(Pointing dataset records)
[Begin]
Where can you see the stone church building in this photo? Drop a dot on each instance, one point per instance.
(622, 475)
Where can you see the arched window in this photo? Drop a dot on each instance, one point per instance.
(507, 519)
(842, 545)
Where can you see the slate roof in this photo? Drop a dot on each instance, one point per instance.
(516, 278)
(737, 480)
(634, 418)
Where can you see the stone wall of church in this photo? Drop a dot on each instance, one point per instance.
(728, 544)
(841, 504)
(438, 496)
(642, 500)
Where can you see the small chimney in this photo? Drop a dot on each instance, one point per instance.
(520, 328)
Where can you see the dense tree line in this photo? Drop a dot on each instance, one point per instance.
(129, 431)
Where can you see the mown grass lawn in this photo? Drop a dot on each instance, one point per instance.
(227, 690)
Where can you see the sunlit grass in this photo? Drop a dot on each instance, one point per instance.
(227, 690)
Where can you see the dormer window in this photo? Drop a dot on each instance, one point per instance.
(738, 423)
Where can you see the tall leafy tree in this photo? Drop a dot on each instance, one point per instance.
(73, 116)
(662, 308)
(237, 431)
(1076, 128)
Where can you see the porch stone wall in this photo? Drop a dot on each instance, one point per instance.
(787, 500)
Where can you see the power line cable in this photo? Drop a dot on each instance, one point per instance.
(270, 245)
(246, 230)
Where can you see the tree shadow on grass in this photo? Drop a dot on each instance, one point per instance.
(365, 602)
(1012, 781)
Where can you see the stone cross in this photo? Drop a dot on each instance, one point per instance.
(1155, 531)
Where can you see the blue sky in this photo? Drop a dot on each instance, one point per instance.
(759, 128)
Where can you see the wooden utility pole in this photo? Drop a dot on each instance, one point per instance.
[End]
[Begin]
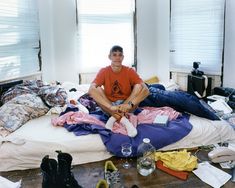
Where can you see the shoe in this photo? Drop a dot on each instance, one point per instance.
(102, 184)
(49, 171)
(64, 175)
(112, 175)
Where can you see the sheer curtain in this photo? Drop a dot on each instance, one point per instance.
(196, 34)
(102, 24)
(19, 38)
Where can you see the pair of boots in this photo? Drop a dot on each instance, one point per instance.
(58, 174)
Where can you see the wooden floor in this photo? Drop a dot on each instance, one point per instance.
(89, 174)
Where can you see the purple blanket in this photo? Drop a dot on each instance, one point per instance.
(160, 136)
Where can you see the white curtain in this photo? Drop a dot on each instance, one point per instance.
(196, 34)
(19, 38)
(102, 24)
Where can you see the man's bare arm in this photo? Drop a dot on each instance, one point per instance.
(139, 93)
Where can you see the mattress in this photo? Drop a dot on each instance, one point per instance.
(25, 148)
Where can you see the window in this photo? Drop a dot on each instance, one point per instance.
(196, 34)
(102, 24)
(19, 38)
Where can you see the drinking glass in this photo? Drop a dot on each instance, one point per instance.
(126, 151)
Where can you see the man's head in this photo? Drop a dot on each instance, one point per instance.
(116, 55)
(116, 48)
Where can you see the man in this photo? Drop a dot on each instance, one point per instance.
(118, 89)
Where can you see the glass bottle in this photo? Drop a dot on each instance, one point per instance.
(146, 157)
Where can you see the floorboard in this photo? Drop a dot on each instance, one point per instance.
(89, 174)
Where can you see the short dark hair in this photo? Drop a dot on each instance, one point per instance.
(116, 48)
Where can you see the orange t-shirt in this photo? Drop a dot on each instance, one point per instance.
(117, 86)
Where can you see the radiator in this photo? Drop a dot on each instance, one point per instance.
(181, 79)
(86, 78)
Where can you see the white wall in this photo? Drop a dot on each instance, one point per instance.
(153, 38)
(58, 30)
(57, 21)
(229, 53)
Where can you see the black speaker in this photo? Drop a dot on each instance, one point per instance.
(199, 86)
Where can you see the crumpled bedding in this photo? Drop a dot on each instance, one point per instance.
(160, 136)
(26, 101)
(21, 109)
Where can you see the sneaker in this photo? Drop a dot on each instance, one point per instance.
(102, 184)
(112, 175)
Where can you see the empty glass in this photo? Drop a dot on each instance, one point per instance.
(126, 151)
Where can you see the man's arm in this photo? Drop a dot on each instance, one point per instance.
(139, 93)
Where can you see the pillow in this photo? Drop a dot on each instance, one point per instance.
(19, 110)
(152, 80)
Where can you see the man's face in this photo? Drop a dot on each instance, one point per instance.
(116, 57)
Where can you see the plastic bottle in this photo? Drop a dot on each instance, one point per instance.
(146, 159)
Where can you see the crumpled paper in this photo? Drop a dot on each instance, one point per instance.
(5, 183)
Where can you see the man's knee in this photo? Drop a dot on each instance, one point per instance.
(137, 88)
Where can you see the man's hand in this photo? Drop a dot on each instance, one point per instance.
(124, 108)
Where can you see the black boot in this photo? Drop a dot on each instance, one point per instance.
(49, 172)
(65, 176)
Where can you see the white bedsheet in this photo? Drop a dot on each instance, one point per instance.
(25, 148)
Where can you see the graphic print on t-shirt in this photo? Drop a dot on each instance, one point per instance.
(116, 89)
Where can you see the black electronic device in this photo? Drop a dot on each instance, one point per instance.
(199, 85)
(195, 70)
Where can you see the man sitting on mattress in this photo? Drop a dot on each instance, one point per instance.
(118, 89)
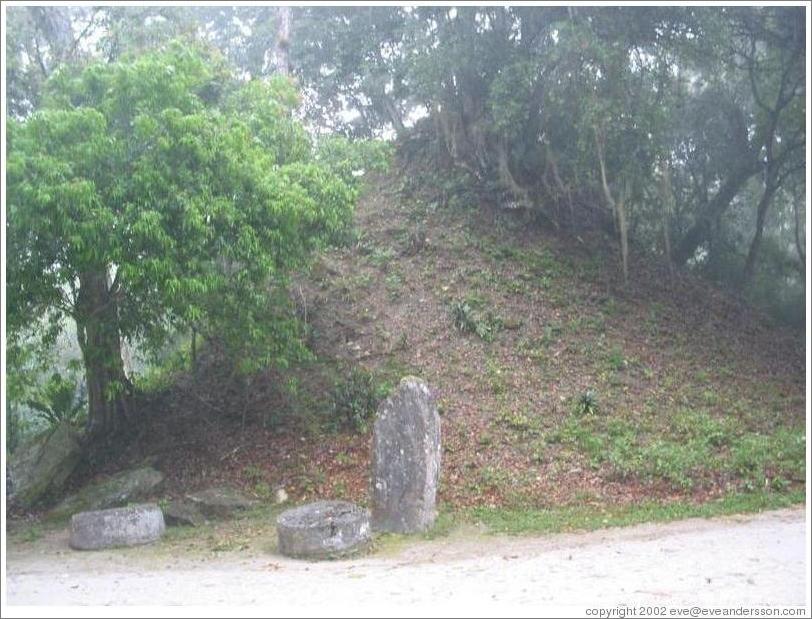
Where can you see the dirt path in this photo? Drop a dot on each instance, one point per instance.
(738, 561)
[End]
From the records above, copy out each line in which the word "mattress" appears.

Where can you see the mattress in this photo? Drop a dot on each instance, one point per instance.
Where can you see the man sitting on mattress in this photo? Drop a dot on each instance, one point per instance.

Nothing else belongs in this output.